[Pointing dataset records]
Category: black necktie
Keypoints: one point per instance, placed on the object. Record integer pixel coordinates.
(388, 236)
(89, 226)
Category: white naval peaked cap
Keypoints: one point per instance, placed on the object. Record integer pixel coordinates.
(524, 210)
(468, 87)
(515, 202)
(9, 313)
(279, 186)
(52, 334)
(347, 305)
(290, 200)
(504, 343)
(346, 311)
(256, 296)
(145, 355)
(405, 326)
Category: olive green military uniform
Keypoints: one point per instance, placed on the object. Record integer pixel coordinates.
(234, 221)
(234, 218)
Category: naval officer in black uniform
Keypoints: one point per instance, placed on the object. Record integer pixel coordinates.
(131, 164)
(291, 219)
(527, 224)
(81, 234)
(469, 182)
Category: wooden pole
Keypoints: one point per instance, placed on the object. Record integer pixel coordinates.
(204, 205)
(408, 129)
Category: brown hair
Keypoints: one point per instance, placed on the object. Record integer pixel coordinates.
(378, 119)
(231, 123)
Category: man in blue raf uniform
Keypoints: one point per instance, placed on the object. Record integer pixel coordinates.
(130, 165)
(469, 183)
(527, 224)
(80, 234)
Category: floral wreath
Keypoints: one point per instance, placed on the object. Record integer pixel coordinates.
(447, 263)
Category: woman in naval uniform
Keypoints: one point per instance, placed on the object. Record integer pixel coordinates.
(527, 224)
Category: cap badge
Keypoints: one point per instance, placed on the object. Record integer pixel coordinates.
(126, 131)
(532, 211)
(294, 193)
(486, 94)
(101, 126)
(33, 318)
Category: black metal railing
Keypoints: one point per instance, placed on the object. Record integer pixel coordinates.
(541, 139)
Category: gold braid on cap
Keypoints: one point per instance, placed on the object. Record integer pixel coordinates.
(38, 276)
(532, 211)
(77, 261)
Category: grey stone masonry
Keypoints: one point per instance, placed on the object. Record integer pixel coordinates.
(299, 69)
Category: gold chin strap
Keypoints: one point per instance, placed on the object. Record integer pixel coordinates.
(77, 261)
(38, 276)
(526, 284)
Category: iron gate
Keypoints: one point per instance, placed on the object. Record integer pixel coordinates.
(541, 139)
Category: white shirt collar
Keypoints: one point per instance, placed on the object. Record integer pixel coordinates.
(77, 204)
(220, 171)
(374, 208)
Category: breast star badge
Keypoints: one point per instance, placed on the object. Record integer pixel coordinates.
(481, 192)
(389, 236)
---
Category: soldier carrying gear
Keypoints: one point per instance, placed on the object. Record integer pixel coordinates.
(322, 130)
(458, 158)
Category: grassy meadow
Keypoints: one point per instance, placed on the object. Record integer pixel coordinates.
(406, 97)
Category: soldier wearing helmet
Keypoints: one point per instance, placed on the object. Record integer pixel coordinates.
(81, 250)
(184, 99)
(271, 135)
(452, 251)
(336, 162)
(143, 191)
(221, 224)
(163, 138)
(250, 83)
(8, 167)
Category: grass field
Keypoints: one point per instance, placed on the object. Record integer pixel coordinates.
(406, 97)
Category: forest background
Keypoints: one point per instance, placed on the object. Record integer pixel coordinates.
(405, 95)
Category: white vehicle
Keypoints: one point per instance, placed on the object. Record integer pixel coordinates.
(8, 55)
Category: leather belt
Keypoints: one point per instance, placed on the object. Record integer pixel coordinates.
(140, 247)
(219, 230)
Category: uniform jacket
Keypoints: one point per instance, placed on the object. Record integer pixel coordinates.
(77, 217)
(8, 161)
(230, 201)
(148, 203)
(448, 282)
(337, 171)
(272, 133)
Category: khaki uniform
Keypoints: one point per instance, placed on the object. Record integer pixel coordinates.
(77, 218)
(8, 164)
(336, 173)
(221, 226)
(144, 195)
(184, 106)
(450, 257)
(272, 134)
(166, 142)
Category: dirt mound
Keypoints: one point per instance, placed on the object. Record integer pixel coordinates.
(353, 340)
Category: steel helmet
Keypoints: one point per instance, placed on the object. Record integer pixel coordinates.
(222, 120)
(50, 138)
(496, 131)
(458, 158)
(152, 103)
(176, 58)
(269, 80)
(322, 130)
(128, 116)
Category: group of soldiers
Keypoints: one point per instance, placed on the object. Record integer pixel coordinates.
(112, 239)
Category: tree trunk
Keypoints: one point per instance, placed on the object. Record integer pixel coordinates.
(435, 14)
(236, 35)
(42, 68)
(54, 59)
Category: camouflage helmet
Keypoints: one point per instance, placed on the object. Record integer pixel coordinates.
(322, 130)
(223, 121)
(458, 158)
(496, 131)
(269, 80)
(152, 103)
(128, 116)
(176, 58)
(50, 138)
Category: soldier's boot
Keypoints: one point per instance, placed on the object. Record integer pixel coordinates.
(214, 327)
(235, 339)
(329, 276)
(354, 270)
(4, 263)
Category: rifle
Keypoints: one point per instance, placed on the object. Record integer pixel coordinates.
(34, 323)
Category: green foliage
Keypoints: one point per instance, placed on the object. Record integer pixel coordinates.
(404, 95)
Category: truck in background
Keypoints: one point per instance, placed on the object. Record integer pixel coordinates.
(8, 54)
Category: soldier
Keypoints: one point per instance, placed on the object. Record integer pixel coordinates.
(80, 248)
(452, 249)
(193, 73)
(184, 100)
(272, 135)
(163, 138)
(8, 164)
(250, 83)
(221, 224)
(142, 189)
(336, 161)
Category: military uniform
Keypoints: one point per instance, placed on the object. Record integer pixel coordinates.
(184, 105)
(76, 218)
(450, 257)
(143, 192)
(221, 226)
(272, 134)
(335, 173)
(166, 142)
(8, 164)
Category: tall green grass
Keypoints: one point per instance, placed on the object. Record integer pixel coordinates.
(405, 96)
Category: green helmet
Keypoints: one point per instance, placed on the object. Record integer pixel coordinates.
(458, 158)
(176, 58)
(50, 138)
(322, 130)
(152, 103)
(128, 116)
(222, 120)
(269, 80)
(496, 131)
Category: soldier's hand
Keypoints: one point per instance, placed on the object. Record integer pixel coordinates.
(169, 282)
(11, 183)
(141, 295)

*Prompt*.
Count the lines of the listing above that contain the word "gold", treating uppercase and lowercase as different, and reply with only the number.

*Reply to the task*.
2